**QUOTED TEXT:**
====

I disagree. If such an alloy could be made and it's properties mimicked, don't you think that the properties of metal would need better definition? Our ideas aren't exclusive. They work well together.
What ideas? You just find a textbook, put those numbers in. Most of them are already in. Bronze will be harder, but you can't make it without tin. Wootz? Add it yourself. Historically, only one reserve of ore ever made it, and it took centuries to figure out why. It's already part of several mods, anyways.
If you're suggesting actually using computer modeling to have alloys go in as recipes, and get their engineering properties to just fall out based on first principles, that's never going to happen.
Although, if there metals are similar enough (leading to direct substitution with minimal lattice distortion), the assumption can hold sufficiently well. That being said, those are very rare cases.
Also, I just realised, for that formula to be correct (assuming assumptions may actually be assumed), the right hand side would have to be 100 / density, not the 1 / d I said before. Silly percentages adding extra terms.

====

**DATA SECTION:**
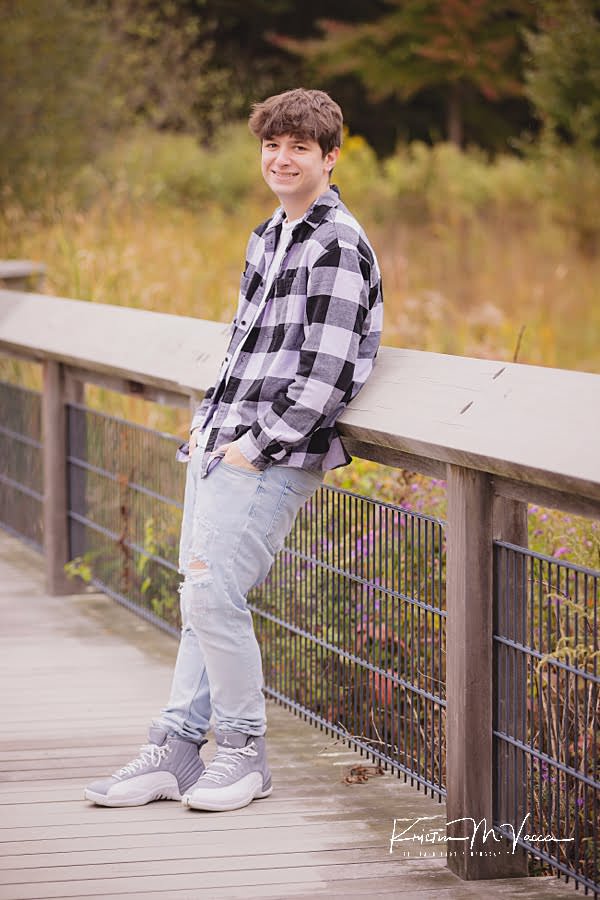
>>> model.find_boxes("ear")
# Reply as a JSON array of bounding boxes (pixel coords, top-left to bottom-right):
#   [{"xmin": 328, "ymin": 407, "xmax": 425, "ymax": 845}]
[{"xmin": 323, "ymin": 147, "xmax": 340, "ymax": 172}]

====

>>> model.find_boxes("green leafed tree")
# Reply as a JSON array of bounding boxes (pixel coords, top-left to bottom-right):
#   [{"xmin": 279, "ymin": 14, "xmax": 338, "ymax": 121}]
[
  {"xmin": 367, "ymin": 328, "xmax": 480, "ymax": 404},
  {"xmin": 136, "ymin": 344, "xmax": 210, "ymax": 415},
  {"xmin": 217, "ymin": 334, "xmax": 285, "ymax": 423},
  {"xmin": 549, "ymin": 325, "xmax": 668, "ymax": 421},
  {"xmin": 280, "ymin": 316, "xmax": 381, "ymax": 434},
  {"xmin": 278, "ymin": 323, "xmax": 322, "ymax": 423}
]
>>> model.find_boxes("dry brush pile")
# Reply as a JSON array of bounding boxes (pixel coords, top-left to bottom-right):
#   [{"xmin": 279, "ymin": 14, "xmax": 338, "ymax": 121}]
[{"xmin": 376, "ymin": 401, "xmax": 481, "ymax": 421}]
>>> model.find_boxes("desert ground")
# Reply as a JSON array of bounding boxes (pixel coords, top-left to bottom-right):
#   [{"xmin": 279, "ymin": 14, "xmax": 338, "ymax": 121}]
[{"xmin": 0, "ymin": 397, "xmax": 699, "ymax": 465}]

====

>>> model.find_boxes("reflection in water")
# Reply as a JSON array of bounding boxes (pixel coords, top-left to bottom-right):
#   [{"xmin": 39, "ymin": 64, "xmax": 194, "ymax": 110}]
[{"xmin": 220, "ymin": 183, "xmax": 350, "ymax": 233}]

====

**STATED TASK 1:**
Copy the alloy discussion word for word, from "If you're suggesting" up to and including "adding extra terms.".
**STATED TASK 2:**
In the alloy discussion, what does the writer say the right-hand side of the formula would have to be for it to be correct?
**STATED TASK 3:**
Extend the alloy discussion with new text that begins after its last sentence.

**RESPONSE 1:**
If you're suggesting actually using computer modeling to have alloys go in as recipes, and get their engineering properties to just fall out based on first principles, that's never going to happen.
Although, if there metals are similar enough (leading to direct substitution with minimal lattice distortion), the assumption can hold sufficiently well. That being said, those are very rare cases.
Also, I just realised, for that formula to be correct (assuming assumptions may actually be assumed), the right hand side would have to be 100 / density, not the 1 / d I said before. Silly percentages adding extra terms.

**RESPONSE 2:**
100 / density

**RESPONSE 3:**
You really can only form alloys between metals with similar valencies, crystalline structures, and atomic radii. So, you'll always end up with minimal lattice distortion, at least for certain values of "minimal".
In fact, most properties will be very close to the weighted average. Most physical properties, anyways. Unfortunately, not engineering properties. As in, the various strengths (sheer, impact, compression, tensile, etc.), I.E. the ones we really want! There's just no way to do it. You'd have to simulate the atoms interacting...because there is no formula you can evaluate to give you the answer, so simulation is the only bet. And that will take forever and you'll still have to approximate, because those damn quantum equations aren't fun. If you model them like springs, that push if they get too close, and pull if they get too far, that's pretty close to the real way that atoms behave. But even with that simplification, you have to simulate, you can't solve the equations for even only a dozen atoms interacting, and most alloys you would need more than that! In fact, I don't think you can even do it for 3 atoms at once, without having to simulate instead of just use an equation.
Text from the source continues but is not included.